Please print the full listing exactly.

*Records for this exercise*.
-=-=-

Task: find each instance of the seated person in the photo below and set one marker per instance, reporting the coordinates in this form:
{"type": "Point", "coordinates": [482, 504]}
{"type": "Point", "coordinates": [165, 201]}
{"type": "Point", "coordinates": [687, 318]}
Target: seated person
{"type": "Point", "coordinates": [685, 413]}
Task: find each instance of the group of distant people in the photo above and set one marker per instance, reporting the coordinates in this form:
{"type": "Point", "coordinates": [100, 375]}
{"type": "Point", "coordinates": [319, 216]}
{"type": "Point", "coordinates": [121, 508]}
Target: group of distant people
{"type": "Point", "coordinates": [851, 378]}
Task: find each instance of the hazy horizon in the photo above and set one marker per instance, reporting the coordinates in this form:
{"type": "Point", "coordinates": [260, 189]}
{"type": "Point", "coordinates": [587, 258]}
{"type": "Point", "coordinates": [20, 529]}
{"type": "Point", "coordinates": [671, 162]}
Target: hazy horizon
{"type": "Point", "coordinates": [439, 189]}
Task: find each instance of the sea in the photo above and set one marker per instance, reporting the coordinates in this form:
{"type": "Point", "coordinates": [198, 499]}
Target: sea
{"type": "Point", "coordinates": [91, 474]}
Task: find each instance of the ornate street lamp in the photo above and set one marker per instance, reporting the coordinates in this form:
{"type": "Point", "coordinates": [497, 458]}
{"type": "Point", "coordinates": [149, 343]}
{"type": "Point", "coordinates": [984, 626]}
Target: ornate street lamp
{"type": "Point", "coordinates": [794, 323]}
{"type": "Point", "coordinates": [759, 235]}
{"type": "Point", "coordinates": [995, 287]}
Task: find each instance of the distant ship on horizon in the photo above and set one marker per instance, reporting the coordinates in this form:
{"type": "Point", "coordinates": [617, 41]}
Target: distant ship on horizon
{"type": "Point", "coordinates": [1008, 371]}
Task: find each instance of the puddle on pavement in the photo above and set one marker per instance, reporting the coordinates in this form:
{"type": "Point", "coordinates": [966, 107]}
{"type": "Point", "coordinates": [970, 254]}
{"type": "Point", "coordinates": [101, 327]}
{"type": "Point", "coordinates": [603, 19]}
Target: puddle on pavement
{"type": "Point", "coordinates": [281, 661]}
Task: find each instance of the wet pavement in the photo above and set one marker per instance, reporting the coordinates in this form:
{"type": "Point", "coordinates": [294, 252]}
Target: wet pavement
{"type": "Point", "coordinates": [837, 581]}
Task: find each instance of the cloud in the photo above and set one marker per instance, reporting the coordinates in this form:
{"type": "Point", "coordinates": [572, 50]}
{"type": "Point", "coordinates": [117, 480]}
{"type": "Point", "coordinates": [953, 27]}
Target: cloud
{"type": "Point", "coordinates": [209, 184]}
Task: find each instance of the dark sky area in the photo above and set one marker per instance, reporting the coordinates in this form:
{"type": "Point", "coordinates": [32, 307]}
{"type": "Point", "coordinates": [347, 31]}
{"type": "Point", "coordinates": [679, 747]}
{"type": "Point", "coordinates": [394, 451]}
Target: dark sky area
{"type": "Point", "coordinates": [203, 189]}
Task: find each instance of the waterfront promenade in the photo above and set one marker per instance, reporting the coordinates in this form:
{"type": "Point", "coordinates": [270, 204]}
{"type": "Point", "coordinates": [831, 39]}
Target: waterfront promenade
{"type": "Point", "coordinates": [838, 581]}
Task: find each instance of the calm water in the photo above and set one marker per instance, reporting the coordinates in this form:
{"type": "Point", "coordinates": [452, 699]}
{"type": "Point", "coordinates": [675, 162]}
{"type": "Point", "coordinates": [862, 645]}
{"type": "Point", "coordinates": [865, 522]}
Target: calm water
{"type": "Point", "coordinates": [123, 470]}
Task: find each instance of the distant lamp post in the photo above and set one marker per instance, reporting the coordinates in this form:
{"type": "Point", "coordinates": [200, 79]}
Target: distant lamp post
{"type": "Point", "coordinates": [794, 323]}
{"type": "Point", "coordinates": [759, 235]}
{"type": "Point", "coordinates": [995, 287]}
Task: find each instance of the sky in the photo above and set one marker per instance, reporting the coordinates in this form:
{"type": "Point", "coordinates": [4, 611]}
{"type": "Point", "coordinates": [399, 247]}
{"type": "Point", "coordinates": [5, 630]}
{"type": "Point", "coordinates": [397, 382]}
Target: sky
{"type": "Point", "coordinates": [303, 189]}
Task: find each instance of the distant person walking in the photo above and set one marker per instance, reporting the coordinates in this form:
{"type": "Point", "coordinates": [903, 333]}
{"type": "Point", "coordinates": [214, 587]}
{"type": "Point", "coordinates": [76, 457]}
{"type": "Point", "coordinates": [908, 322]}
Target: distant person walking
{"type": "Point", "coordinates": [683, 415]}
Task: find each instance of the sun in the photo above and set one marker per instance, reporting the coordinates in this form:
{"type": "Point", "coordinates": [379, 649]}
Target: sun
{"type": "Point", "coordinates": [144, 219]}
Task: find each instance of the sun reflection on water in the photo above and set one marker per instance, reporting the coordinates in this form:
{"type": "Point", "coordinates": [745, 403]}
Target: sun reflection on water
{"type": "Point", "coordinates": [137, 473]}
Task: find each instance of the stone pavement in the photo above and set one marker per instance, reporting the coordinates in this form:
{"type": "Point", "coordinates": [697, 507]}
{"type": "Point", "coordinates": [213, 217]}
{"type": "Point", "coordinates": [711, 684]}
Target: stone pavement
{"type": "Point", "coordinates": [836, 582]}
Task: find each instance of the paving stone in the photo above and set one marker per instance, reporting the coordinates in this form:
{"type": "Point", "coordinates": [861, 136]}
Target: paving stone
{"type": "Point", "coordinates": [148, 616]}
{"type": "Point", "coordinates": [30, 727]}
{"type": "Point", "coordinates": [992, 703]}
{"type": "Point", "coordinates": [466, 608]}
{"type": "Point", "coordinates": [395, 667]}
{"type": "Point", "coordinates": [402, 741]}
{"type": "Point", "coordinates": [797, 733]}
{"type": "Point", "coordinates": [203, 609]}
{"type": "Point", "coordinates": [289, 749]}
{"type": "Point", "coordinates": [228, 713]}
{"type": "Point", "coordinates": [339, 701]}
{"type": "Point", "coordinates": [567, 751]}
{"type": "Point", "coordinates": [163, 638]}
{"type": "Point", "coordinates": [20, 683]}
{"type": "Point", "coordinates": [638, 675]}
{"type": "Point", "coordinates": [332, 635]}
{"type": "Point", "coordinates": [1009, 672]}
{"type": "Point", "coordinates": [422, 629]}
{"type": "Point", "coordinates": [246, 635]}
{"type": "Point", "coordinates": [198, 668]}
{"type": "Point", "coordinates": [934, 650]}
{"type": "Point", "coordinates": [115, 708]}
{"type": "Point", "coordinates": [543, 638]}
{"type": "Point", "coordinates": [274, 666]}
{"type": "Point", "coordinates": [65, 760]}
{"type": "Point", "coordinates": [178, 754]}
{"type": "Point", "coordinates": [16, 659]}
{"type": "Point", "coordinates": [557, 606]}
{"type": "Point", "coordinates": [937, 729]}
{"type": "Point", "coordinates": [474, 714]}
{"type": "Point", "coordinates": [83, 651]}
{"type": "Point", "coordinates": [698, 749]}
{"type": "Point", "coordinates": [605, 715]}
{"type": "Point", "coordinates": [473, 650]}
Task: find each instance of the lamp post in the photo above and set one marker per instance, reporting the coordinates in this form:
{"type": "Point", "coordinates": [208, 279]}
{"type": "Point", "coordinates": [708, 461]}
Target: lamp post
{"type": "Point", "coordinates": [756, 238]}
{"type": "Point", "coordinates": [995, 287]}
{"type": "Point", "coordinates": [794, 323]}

-=-=-

*Response to this exercise*.
Task: find each instance of the seated person in the photo below and set one marker per instance, reporting the coordinates in this form:
{"type": "Point", "coordinates": [482, 504]}
{"type": "Point", "coordinates": [165, 201]}
{"type": "Point", "coordinates": [687, 318]}
Target: seated person
{"type": "Point", "coordinates": [685, 413]}
Task: find each instance of the group of distant people in the photo above and set one marker per instance, reporting the coordinates in this form:
{"type": "Point", "coordinates": [100, 375]}
{"type": "Point", "coordinates": [319, 216]}
{"type": "Point", "coordinates": [121, 508]}
Target: group of distant people
{"type": "Point", "coordinates": [851, 378]}
Task: find each instance of the hazy horizon in the photo above and set one marker per instance, reporting the coordinates in this form:
{"type": "Point", "coordinates": [260, 189]}
{"type": "Point", "coordinates": [587, 258]}
{"type": "Point", "coordinates": [20, 529]}
{"type": "Point", "coordinates": [671, 162]}
Target: hazy horizon
{"type": "Point", "coordinates": [439, 189]}
Task: find each instance of the sea in the photo above and set one marker per instance, reporting the coordinates in this form:
{"type": "Point", "coordinates": [198, 499]}
Target: sea
{"type": "Point", "coordinates": [91, 474]}
Task: find each instance of the ornate street lamp in the photo above and set one marker per instance, reporting the coordinates in this form:
{"type": "Point", "coordinates": [497, 458]}
{"type": "Point", "coordinates": [149, 343]}
{"type": "Point", "coordinates": [984, 626]}
Target: ornate street lamp
{"type": "Point", "coordinates": [794, 323]}
{"type": "Point", "coordinates": [759, 235]}
{"type": "Point", "coordinates": [995, 287]}
Task: find each instance of the distant ship on horizon in the photo above and set one marker per instance, reporting the coordinates in this form:
{"type": "Point", "coordinates": [617, 41]}
Target: distant ship on horizon
{"type": "Point", "coordinates": [1008, 371]}
Task: find each instance of the puddle on pavement in the photo above and set one marker per instance, reporting the coordinates in this form:
{"type": "Point", "coordinates": [966, 107]}
{"type": "Point", "coordinates": [970, 254]}
{"type": "Point", "coordinates": [101, 327]}
{"type": "Point", "coordinates": [603, 19]}
Target: puddle on pavement
{"type": "Point", "coordinates": [281, 661]}
Task: find each instance of the wet pavement in the photo above and set one marker per instance, reporting the coordinates in this form:
{"type": "Point", "coordinates": [294, 252]}
Target: wet pavement
{"type": "Point", "coordinates": [837, 581]}
Task: find each instance of the cloud in the photo above and set one marker per instance, reporting the coordinates in this form:
{"type": "Point", "coordinates": [572, 50]}
{"type": "Point", "coordinates": [117, 480]}
{"type": "Point", "coordinates": [953, 27]}
Target: cloud
{"type": "Point", "coordinates": [209, 184]}
Task: find each instance of the dark sky area in the photo above and set one marker per instance, reporting the coordinates in this form:
{"type": "Point", "coordinates": [32, 307]}
{"type": "Point", "coordinates": [347, 31]}
{"type": "Point", "coordinates": [679, 747]}
{"type": "Point", "coordinates": [394, 451]}
Target: dark sky area
{"type": "Point", "coordinates": [203, 189]}
Task: find each instance of the waterfront promenade in the photo above and set one marker per instance, reporting the coordinates in this form:
{"type": "Point", "coordinates": [270, 204]}
{"type": "Point", "coordinates": [831, 39]}
Target: waterfront promenade
{"type": "Point", "coordinates": [838, 581]}
Task: find each instance of the calm water in the photo above and set one marker per instance, reporting the coordinates in this form:
{"type": "Point", "coordinates": [452, 699]}
{"type": "Point", "coordinates": [675, 162]}
{"type": "Point", "coordinates": [862, 645]}
{"type": "Point", "coordinates": [865, 522]}
Target: calm water
{"type": "Point", "coordinates": [123, 470]}
Task: find each instance of the distant lamp post in the photo above and set one marker per instance, reporting the coordinates in this form:
{"type": "Point", "coordinates": [200, 79]}
Target: distant lamp post
{"type": "Point", "coordinates": [794, 323]}
{"type": "Point", "coordinates": [759, 235]}
{"type": "Point", "coordinates": [995, 287]}
Task: find each instance of the sky in the photo above and set one marker per instance, reporting the coordinates in this form:
{"type": "Point", "coordinates": [4, 611]}
{"type": "Point", "coordinates": [399, 247]}
{"type": "Point", "coordinates": [5, 630]}
{"type": "Point", "coordinates": [397, 382]}
Target: sky
{"type": "Point", "coordinates": [303, 189]}
Task: find each instance of the distant person walking in the photo above and set one marker per instance, reporting the coordinates in this form:
{"type": "Point", "coordinates": [903, 333]}
{"type": "Point", "coordinates": [214, 587]}
{"type": "Point", "coordinates": [76, 457]}
{"type": "Point", "coordinates": [908, 322]}
Target: distant person walking
{"type": "Point", "coordinates": [683, 415]}
Task: find each instance of the sun in the photo above and set one marker per instance, reporting the coordinates in this form:
{"type": "Point", "coordinates": [379, 649]}
Target: sun
{"type": "Point", "coordinates": [144, 219]}
Task: find each instance of the sun reflection on water in the photo above and set one marker per instance, reporting the coordinates in this form:
{"type": "Point", "coordinates": [745, 403]}
Target: sun reflection on water
{"type": "Point", "coordinates": [137, 473]}
Task: find each instance of the stone pavement in the photo above and set one marker per instance, reporting the coordinates in this form:
{"type": "Point", "coordinates": [697, 507]}
{"type": "Point", "coordinates": [213, 217]}
{"type": "Point", "coordinates": [711, 684]}
Target: stone pavement
{"type": "Point", "coordinates": [836, 582]}
Task: find each instance of the paving stone in the photo above and set one marker per instance, reporting the coordinates in this form:
{"type": "Point", "coordinates": [861, 136]}
Target: paving stone
{"type": "Point", "coordinates": [148, 616]}
{"type": "Point", "coordinates": [30, 727]}
{"type": "Point", "coordinates": [992, 703]}
{"type": "Point", "coordinates": [466, 608]}
{"type": "Point", "coordinates": [395, 667]}
{"type": "Point", "coordinates": [402, 741]}
{"type": "Point", "coordinates": [797, 733]}
{"type": "Point", "coordinates": [203, 609]}
{"type": "Point", "coordinates": [289, 749]}
{"type": "Point", "coordinates": [228, 713]}
{"type": "Point", "coordinates": [339, 701]}
{"type": "Point", "coordinates": [567, 751]}
{"type": "Point", "coordinates": [163, 638]}
{"type": "Point", "coordinates": [20, 683]}
{"type": "Point", "coordinates": [638, 675]}
{"type": "Point", "coordinates": [332, 635]}
{"type": "Point", "coordinates": [1009, 672]}
{"type": "Point", "coordinates": [422, 629]}
{"type": "Point", "coordinates": [246, 635]}
{"type": "Point", "coordinates": [198, 668]}
{"type": "Point", "coordinates": [934, 650]}
{"type": "Point", "coordinates": [115, 708]}
{"type": "Point", "coordinates": [543, 638]}
{"type": "Point", "coordinates": [274, 666]}
{"type": "Point", "coordinates": [65, 760]}
{"type": "Point", "coordinates": [178, 754]}
{"type": "Point", "coordinates": [16, 659]}
{"type": "Point", "coordinates": [557, 606]}
{"type": "Point", "coordinates": [937, 729]}
{"type": "Point", "coordinates": [474, 714]}
{"type": "Point", "coordinates": [83, 651]}
{"type": "Point", "coordinates": [698, 749]}
{"type": "Point", "coordinates": [605, 715]}
{"type": "Point", "coordinates": [473, 650]}
Task: find each instance of the lamp post in the photo above and set one marker per instance, reporting the coordinates in this form:
{"type": "Point", "coordinates": [208, 279]}
{"type": "Point", "coordinates": [708, 461]}
Target: lamp post
{"type": "Point", "coordinates": [756, 238]}
{"type": "Point", "coordinates": [995, 287]}
{"type": "Point", "coordinates": [794, 323]}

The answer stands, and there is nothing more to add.